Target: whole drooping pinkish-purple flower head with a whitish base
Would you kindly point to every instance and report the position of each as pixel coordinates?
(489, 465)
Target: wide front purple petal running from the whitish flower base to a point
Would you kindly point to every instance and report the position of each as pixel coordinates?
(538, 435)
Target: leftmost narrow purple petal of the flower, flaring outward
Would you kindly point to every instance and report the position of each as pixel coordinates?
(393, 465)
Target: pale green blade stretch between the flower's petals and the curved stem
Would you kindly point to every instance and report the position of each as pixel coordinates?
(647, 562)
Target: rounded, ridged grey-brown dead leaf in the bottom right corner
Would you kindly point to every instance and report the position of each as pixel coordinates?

### [Task objective]
Scan the records for the word "purple". Copy each line where it turns up.

### [Solution]
Target: whole drooping pinkish-purple flower head with a whitish base
Target: wide front purple petal running from the whitish flower base to a point
Target: leftmost narrow purple petal of the flower, flaring outward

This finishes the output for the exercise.